OBJECTIVE: Every entry needs to be reproduced exactly.

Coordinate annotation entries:
————————
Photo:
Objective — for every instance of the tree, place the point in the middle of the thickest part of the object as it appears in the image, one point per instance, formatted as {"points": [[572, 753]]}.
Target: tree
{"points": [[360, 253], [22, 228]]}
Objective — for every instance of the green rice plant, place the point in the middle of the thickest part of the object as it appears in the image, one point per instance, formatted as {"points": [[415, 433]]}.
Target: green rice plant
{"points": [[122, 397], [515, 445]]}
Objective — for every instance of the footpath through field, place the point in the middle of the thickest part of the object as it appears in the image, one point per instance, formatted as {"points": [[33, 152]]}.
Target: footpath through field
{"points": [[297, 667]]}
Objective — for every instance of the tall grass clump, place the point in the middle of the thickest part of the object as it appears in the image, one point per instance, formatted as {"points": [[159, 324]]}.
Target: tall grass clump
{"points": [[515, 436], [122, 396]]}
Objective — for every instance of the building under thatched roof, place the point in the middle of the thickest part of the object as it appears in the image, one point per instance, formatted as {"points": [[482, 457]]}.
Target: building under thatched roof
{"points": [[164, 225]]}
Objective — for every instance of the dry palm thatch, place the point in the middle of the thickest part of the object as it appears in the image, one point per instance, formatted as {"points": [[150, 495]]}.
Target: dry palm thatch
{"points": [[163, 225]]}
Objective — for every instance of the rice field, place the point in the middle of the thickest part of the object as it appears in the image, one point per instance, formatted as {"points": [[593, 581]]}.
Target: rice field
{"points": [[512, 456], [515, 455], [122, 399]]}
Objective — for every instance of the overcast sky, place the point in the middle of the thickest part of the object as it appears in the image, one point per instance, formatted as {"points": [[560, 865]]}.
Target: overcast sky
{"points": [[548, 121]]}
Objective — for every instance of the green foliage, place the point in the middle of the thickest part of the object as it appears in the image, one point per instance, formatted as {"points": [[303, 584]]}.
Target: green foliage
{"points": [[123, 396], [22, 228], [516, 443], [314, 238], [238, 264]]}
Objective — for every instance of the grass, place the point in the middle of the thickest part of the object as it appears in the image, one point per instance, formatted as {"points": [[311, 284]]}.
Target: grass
————————
RESULT OF THE TASK:
Photo:
Objective — for every instance of the tree, place the point in the middle of the thickest part of the object as it appears in the image, one point per instance, formatted as {"points": [[572, 753]]}.
Target: tree
{"points": [[360, 253], [22, 228]]}
Objective — for every instance of the green rice plant, place the point in the middle of the thickest part of the object as it appears in the image, one point per instance, formatted as {"points": [[415, 433]]}.
Target: green rice plant
{"points": [[122, 397], [515, 445]]}
Objective — for every instance of the footpath through field, place the point in the middle of the thickest part of the object as it appears in the image, one point per instance, formatted as {"points": [[33, 152]]}.
Target: footpath through field
{"points": [[297, 667]]}
Objective — for every instance of the tall grass clump, place the point in the middle of the thickest part of the object as it appears in the image, one point per instance, formatted as {"points": [[159, 324]]}.
Target: tall grass clump
{"points": [[515, 436], [122, 396]]}
Objective — for every instance of the building under thatched roof, place the point in the middle of the thickest part of the object as it appears in the image, one point per instance, formatted as {"points": [[482, 457]]}.
Target: building under thatched roof
{"points": [[164, 225]]}
Objective — for every instance of the dry palm thatch, place the point in the middle of the thickest part of the object as it appears in the image, one point per instance, formatted as {"points": [[150, 495]]}.
Target: dry palm thatch
{"points": [[163, 225]]}
Objective — for every instance of the rice field, place the point in the middle of the thickest part of the object as it appears in the image, one point per instance, formatted as {"points": [[593, 581]]}.
Target: rice field
{"points": [[512, 456], [515, 455], [122, 399]]}
Objective — for every instance of the overcast sky, place the point in the middle of the thickest part of the object as it appears in the image, one point per instance, formatted as {"points": [[560, 865]]}.
Target: overcast sky
{"points": [[548, 121]]}
Objective — for every instance of the green foliage, place the point in the middle of the thickest part of the object as it appears in the image, one point per instance, formatted as {"points": [[303, 584]]}.
Target: green foliage
{"points": [[123, 396], [22, 228], [516, 443], [314, 238], [238, 264]]}
Objective — for every instance of the grass, place the point in the middle of the thickest part of the object as it appears in the image, one point per instance, formatted as {"points": [[311, 284]]}.
Target: grass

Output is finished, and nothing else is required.